Tacettin Kepenek

Tarih: 17.05.2024 06:03

KİM SAĞCI? KİM SOLCU?

Facebook Twitter Linked-in

KİM SAĞCI? KİM SOLCU?

CHP Sivas belediye başkan adayı olarak seçim çalışmaları yaptığımız sırada, karşımıza hep bir sağcılık, solculuk meselesi çıktı... Toplum sanki sağcı-solcu diye kodlanmış. Ancak herkes kendi hayal dünyasına göre, ya sağcıydı ya da solcu... 

Kimileri milli kökenden önce ümmetin ferdi olmayı esas alan İslamcılar, kimi dinden ziyade Turancılığa varan düzeyde Türkçülüğü esas alan ülkücü-milliyetçiler, kimi milliyetçi- maneviyatçılar,  kimi cumadan cumaya Müslüman ve gerektiğinde milliyetçi olan liberallerdi ve hepsi de kendilerini sağcı olarak görüyordu...

Diğer tarafta ise kimileri kısmen din ve/veya dinci karşıtı olanlar, kimi sistem ve düzen karşıtı olanlar,  kimi liberal ekonomik düzen içinde özgürlükçü yaşam tarzını benimseyenler, kimi bilimden akılcılıktan ve ortak insani değerlerden yana olanlardı ve hepsi de kendilerini solcu veya sosyal demokrat olarak görüyordu...

Aslına bakarsak günümüz dünyasının sağı da, solu da küresel kapitalizmin çemberi içinde dönüp duruyor... Bu çember içinde ki Sağ, her geçen gün biraz daha fazla ırkçı milliyetçiliğe, biraz daha fazla dincilik eksenine doğru kayarken; liberal demokrasilerde ki sol ve sosyal demokratlar ise kendilerini yenileme ve yeni yorumlar ortaya koyma çabasındalar... 

Bu anlamda gelişmiş liberal demokrasilerde ki sosyal demokratlar, kapitalist piyasa sistemi içinde gördükleri haksızlıkları ortadan kaldıracak veya iyileştirecek programlarla, devleti bu yönde yönetmeyi ve kapitalizmi demokratik yöntemlerle değiştirmeyi amaçlarken, kişi ve insan haklarının, ırk ve cinsiyet eşitliğinin, doğa ve çevreciliğin, hayvan haklarının ve kültürel hoşgörünün savunuculuğunu yapmaya çalışıyor...

——

> Görev metni:
Sağcılık ve solculuk üzerine yazıdaki şu cümleyi İngilizceye çevirin: "Toplum sanki sağcı-solcu diye kodlanmış." Bundan sonraki materyal başka bir kaynaktan geliyor.

> Kayıtlı veriler:
——

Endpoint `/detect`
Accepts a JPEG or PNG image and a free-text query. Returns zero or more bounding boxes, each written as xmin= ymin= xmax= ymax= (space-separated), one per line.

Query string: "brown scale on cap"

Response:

——

> Görev çözümü:
It is as if society has been coded as right-wing or left-wing.